## Exercise details
Reproduce verbatim the lines of the listing below, from the line containing "Trace the outline of every instance of the woman's" through the final line of the listing, both included.

Segmentation dataset records
════════════════════

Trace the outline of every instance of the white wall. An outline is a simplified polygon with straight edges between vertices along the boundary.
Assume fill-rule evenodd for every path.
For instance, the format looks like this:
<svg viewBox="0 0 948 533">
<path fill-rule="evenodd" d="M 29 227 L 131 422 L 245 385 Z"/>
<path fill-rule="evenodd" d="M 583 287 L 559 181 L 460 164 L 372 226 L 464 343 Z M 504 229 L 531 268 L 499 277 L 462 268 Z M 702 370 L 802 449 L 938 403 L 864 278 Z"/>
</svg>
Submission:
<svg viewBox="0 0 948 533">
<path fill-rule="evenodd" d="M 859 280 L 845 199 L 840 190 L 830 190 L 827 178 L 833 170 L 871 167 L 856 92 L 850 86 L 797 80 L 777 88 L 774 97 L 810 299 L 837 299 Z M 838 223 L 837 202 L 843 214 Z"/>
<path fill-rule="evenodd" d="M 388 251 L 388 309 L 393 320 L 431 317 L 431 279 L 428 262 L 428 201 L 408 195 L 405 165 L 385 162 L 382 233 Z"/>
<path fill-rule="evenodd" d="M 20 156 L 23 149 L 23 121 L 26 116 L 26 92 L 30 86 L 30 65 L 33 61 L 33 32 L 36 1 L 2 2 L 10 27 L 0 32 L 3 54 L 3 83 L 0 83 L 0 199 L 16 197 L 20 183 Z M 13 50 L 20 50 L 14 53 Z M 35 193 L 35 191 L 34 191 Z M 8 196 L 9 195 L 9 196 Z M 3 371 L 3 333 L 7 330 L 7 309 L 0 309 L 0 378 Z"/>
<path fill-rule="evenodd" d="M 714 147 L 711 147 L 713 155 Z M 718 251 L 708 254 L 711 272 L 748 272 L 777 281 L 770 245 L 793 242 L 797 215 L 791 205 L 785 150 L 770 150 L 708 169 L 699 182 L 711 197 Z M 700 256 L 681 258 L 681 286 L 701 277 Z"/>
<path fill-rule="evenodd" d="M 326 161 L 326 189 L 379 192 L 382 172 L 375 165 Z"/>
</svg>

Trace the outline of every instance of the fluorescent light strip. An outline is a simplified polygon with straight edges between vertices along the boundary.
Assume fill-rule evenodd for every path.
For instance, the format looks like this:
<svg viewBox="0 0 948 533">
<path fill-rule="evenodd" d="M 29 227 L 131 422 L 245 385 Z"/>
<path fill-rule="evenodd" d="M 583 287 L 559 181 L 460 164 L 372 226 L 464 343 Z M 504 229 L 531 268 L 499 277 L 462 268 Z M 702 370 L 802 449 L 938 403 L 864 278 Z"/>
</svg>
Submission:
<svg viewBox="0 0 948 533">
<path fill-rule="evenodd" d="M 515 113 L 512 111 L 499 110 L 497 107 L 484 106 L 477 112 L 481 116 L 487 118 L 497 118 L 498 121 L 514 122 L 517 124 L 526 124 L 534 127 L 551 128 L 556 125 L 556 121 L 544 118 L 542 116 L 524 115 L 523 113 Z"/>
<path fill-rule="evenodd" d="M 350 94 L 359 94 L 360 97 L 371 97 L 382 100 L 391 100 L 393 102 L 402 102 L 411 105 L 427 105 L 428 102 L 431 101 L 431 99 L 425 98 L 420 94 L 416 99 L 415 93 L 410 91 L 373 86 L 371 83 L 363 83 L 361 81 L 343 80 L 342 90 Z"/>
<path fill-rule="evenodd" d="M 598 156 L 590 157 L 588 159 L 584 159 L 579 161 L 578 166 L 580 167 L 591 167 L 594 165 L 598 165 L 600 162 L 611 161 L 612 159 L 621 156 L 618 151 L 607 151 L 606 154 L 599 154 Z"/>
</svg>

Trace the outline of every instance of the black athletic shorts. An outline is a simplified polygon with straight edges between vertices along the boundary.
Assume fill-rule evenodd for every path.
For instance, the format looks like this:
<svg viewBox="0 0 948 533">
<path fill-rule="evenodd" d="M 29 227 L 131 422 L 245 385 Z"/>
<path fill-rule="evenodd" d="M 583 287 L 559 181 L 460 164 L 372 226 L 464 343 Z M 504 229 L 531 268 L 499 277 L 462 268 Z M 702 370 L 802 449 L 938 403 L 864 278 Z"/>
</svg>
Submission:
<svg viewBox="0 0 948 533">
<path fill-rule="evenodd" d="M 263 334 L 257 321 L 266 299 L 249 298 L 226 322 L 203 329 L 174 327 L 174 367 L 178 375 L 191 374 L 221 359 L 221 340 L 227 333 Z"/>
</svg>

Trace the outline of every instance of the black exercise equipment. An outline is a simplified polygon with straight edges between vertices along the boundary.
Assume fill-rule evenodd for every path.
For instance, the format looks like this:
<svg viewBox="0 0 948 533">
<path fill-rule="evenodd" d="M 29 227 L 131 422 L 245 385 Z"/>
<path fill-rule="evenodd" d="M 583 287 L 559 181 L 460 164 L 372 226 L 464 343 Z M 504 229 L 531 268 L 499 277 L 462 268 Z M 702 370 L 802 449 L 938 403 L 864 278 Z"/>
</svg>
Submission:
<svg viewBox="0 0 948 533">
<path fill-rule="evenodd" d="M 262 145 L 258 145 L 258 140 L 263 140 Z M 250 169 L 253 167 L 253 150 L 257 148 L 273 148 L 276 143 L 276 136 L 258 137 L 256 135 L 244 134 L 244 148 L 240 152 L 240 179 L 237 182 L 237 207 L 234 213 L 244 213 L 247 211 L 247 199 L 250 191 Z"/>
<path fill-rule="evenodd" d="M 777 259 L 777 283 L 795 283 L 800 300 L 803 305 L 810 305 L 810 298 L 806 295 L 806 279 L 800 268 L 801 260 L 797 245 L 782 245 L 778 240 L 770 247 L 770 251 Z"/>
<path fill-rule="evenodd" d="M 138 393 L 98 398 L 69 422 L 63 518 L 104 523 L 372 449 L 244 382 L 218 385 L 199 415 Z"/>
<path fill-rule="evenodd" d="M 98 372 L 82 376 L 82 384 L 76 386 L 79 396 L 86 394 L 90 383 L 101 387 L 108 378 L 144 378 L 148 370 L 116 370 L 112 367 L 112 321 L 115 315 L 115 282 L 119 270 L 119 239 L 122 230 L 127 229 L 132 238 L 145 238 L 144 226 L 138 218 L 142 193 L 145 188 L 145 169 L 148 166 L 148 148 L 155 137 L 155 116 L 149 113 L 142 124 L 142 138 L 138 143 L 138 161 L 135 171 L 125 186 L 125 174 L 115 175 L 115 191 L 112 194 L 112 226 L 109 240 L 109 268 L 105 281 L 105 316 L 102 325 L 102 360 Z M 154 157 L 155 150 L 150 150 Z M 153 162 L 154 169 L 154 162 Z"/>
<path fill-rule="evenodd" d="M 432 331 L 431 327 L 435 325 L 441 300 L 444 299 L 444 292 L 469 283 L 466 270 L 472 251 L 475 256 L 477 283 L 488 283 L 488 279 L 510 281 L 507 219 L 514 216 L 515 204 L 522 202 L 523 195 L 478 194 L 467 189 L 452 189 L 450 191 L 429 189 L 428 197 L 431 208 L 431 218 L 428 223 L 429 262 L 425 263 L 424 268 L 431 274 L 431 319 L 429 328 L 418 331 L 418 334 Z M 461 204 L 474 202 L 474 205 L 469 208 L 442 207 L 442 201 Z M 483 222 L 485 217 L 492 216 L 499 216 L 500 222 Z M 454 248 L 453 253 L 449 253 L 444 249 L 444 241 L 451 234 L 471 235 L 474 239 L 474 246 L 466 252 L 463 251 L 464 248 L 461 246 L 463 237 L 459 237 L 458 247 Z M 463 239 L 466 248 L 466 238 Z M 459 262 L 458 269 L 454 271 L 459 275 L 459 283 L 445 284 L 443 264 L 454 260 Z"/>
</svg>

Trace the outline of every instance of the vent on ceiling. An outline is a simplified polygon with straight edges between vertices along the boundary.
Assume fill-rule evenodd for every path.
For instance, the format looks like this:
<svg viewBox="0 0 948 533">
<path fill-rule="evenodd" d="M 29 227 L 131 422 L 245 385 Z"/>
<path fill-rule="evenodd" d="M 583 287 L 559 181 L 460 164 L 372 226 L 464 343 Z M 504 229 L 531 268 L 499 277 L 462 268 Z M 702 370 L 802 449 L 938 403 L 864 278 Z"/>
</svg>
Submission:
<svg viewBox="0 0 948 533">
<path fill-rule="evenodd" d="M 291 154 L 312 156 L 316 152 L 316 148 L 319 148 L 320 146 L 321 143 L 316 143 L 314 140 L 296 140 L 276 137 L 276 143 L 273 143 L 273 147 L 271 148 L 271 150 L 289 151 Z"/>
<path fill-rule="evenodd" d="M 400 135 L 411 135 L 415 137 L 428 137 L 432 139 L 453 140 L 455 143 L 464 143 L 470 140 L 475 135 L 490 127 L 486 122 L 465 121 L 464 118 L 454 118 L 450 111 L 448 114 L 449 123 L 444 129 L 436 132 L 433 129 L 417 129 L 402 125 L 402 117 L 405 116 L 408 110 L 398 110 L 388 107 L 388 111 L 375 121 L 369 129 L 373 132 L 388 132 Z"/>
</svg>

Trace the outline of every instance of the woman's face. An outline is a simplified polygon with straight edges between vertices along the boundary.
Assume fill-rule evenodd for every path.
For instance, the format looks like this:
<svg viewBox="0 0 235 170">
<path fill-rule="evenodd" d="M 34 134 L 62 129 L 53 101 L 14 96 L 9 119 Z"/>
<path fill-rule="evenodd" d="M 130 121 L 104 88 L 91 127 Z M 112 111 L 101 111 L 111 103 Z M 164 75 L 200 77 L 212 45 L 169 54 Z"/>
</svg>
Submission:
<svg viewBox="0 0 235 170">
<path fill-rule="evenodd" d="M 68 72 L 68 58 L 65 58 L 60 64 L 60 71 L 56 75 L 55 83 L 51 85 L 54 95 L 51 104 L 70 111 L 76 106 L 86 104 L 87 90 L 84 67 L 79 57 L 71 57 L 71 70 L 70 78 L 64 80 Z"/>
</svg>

════════════════════

## Answer to this problem
Trace the outline of every instance of the woman's face. An outline is a simplified polygon with straight edges between vertices along the boundary.
Assume fill-rule evenodd for every path.
For instance, the format looks like this:
<svg viewBox="0 0 235 170">
<path fill-rule="evenodd" d="M 34 134 L 62 129 L 53 101 L 14 96 L 9 119 Z"/>
<path fill-rule="evenodd" d="M 130 121 L 104 88 L 91 127 Z M 112 111 L 101 111 L 111 103 Z M 164 75 L 200 77 L 212 45 L 169 54 Z"/>
</svg>
Submission:
<svg viewBox="0 0 235 170">
<path fill-rule="evenodd" d="M 68 72 L 68 58 L 65 58 L 60 64 L 60 71 L 56 75 L 55 83 L 51 85 L 54 95 L 51 104 L 70 111 L 76 106 L 86 104 L 87 90 L 84 67 L 79 57 L 71 57 L 71 70 L 70 78 L 64 80 Z"/>
</svg>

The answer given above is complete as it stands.